* **AIM OF THE EXERCISE**
Return an exact transcript of the material below from the line containing "ancient stone wall shown in this photo." through its final line, and no other lines.

* **GIVEN INFORMATION**
<<<<
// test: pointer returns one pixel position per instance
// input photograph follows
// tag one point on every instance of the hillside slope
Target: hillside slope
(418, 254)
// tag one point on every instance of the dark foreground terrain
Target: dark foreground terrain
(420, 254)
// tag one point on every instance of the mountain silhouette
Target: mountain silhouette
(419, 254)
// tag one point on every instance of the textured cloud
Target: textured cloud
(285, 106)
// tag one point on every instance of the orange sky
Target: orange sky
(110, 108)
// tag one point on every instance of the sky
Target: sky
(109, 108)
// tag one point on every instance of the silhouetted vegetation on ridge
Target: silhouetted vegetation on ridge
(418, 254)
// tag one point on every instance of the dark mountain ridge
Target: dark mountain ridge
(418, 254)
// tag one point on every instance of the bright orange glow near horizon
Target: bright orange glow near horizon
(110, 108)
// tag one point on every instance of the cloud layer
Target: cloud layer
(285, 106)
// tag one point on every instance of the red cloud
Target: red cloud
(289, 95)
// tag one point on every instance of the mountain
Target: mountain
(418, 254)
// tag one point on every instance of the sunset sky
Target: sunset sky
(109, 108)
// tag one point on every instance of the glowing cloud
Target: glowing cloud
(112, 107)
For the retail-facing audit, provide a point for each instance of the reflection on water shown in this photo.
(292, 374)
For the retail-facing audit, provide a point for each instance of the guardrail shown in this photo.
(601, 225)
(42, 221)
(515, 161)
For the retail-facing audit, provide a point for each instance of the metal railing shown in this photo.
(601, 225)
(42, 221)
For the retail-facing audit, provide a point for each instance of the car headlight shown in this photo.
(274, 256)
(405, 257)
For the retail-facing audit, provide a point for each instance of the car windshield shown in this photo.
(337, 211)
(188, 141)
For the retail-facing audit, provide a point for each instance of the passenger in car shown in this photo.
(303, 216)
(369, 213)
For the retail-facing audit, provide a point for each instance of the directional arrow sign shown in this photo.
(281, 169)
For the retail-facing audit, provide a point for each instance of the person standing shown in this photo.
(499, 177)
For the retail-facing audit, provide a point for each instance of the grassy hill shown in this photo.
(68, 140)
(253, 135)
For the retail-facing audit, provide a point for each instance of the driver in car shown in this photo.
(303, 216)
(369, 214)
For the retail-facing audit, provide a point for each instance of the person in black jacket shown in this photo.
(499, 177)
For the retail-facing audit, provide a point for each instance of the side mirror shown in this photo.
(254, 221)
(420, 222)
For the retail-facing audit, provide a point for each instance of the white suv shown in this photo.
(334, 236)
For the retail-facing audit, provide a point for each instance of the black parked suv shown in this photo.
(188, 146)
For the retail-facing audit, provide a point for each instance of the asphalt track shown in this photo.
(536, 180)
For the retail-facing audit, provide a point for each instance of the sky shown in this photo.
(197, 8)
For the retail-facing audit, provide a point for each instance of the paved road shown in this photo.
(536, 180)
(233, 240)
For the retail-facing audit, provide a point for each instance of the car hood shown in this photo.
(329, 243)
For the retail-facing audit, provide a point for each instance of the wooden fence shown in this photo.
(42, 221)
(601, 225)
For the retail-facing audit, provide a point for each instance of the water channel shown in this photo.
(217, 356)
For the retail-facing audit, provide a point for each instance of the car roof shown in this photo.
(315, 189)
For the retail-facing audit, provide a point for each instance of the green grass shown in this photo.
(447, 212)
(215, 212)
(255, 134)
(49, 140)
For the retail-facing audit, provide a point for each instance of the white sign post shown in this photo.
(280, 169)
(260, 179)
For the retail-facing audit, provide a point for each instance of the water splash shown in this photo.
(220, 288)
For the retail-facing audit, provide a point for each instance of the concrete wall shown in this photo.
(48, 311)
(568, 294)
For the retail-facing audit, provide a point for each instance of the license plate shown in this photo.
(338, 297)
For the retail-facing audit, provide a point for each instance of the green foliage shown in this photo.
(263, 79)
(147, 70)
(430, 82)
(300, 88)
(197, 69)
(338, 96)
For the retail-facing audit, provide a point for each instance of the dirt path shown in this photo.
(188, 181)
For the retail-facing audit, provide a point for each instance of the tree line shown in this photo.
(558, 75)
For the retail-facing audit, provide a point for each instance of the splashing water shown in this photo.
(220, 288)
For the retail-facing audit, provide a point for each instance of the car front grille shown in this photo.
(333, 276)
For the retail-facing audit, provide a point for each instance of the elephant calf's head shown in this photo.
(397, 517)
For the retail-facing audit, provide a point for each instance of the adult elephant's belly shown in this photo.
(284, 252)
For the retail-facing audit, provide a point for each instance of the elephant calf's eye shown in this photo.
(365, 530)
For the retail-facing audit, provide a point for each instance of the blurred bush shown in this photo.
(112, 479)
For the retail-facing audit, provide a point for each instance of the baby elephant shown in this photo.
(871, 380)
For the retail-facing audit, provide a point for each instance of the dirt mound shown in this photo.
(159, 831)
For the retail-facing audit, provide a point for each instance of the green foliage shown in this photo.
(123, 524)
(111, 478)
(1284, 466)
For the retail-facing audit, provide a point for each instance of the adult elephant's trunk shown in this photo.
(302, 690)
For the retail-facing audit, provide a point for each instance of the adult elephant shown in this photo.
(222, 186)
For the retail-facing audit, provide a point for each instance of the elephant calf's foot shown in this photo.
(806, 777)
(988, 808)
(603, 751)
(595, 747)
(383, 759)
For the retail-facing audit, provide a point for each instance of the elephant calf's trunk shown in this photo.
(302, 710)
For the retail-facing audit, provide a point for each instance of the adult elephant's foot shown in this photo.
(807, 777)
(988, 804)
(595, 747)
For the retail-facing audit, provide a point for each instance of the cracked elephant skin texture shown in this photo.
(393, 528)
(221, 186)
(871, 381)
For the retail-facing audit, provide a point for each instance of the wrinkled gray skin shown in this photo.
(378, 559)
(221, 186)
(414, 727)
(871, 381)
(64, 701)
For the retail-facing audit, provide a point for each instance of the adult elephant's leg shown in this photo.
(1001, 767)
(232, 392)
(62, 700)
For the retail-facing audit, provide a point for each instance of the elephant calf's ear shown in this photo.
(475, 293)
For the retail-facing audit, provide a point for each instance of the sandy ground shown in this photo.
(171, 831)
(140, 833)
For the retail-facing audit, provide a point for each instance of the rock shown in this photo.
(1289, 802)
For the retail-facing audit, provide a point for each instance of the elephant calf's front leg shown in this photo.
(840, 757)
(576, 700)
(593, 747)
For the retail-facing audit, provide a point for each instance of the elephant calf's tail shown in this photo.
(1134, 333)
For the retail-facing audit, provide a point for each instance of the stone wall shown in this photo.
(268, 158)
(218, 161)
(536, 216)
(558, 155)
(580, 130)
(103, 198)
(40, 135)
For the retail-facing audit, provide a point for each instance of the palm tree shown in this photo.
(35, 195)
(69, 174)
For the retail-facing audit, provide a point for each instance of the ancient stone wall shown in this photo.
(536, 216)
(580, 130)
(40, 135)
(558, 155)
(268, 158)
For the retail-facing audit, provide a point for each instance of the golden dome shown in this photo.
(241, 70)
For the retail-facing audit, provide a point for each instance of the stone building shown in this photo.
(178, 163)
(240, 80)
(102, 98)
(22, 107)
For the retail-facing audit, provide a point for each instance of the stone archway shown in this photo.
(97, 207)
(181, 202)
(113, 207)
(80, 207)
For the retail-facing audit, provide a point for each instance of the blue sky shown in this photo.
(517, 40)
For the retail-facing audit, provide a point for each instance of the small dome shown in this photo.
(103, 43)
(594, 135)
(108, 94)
>>>>
* **RESPONSE BELOW**
For the retail-facing audit, provide a point for each instance of the ancient stone wall shown in this photo.
(536, 216)
(580, 130)
(40, 135)
(558, 155)
(268, 158)
For the retail-facing audit, provide a point for each instance of the golden dome shown in this photo.
(241, 70)
For the retail-facing audit, provide a point for each instance of the stone building shown in this photo.
(178, 163)
(240, 80)
(102, 98)
(22, 107)
For the retail-facing audit, provide a point for each instance of the stone archway shown in this photo.
(97, 207)
(181, 202)
(113, 207)
(80, 207)
For the retail-facing audit, provide a point for each instance of the blue sky shown in this photo.
(517, 40)
For the retail-facing audit, provide a point for each instance of the small dome shown in this photo.
(103, 43)
(594, 135)
(108, 94)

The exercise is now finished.